**SOURCE:**
####################

Key event: central banks largely stood pat in March as geopolitical risk from the Middle East and volatile oil prices increased inflation uncertainty. Of nine developed-market meetings, eight left rates unchanged and Australia hiked 25 bps; of 15 emerging-market meetings, 10 held, Russia cut 50 bps, Brazil/Mexico/Poland cut 25 bps each, and Colombia raised its benchmark 100 bps (part of two hikes totalling 200 bps prompting a government withdrawal from the board). Year-to-date, EM central banks show net easing of 175 bps driven by 10 cuts totaling 375 bps offset by two hikes of 200 bps; several central banks explicitly cited the Middle East conflict and energy risks as reasons to delay or limit cuts.

####################

**TO DO:** Write the next passage of the summary of March central bank rate decisions, picking up right after its last sentence.

####################

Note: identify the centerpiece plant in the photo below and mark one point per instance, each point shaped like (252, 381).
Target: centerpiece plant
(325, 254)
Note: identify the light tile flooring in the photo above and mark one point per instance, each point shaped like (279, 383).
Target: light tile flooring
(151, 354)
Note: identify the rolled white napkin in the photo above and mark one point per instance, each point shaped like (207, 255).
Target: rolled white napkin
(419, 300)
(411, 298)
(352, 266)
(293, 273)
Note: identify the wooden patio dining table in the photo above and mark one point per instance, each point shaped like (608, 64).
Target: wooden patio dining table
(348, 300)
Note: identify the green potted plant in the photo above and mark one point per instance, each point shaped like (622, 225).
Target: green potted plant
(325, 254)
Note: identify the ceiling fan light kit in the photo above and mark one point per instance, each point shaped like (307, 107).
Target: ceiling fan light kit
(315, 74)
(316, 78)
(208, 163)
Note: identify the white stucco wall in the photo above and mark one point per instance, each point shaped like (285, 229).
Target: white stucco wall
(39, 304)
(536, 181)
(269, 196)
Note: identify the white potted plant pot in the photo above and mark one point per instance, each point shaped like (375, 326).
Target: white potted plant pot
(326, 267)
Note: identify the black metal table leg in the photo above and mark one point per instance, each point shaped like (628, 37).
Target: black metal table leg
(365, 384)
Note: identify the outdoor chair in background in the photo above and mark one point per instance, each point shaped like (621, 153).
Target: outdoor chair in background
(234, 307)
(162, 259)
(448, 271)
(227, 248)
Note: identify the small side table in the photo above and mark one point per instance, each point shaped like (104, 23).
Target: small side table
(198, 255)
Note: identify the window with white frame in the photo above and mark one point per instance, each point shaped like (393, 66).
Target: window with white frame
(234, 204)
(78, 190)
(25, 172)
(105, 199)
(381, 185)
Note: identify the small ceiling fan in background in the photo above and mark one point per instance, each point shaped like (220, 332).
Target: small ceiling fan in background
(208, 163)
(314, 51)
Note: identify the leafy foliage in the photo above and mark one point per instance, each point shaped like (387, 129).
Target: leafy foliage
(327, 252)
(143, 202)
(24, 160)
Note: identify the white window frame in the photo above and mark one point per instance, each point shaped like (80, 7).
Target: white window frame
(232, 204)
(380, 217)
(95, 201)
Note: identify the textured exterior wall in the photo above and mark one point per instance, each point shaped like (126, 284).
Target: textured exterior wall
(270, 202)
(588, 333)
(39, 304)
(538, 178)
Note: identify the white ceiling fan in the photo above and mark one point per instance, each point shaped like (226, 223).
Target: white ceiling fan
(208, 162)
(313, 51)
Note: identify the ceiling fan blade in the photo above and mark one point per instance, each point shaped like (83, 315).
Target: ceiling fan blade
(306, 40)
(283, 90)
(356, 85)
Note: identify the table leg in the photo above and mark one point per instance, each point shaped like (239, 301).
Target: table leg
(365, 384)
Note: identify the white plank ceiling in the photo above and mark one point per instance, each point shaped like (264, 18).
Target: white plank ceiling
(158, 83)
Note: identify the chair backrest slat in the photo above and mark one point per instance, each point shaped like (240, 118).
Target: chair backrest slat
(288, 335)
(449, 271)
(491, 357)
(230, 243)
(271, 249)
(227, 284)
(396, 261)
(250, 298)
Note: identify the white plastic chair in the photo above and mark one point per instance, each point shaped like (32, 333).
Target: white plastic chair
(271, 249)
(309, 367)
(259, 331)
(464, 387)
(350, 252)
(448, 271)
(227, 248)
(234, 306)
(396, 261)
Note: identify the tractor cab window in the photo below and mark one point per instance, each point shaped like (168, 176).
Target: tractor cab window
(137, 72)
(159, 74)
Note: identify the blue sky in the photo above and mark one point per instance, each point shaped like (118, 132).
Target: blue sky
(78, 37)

####################

**TASK OUTPUT:**
Analysis

Policy inertia in developed markets combined with episodic energy shocks raises the term premium more than headline rates themselves; the immediate transmission is a higher cost of capital for long-duration assets and a re-pricing of tail-risk hedges that banks and prop desks monetize. Expect a visible compression of equity multiples in high-duration sectors (software, long-duration growth) even if headline earnings paths are unchanged, because discount-rate volatility has a larger effect than a few basis points of steady policy. Emerging markets will bifurcate: commodity exporters get FX and fiscal breathing room while importers face a tighter passthrough to domestic inflation and faster reserve drawdowns. That divergence stresses cross-border funding lines — local-currency debt and quasi-sovereign paper will see outsized spread moves versus hard-currency sovereigns in a risk-off leg, creating asymmetric default risk in 3–12 months depending on oil path and swap lines. Short-term market structure changes matter more than consensus macro calls: volatility spikes favor flow-providing broker-dealers and energy-specialist hedge funds, while ETF-based passive allocations exacerbate moves when duration or commodity flows reverse. The clearest reversal signals are normalization of cross-border FX swaps and a durable drop in freight/insurance premia; those would compress term premia and rapidly re-rate long-duration assets back up within 1–3 months.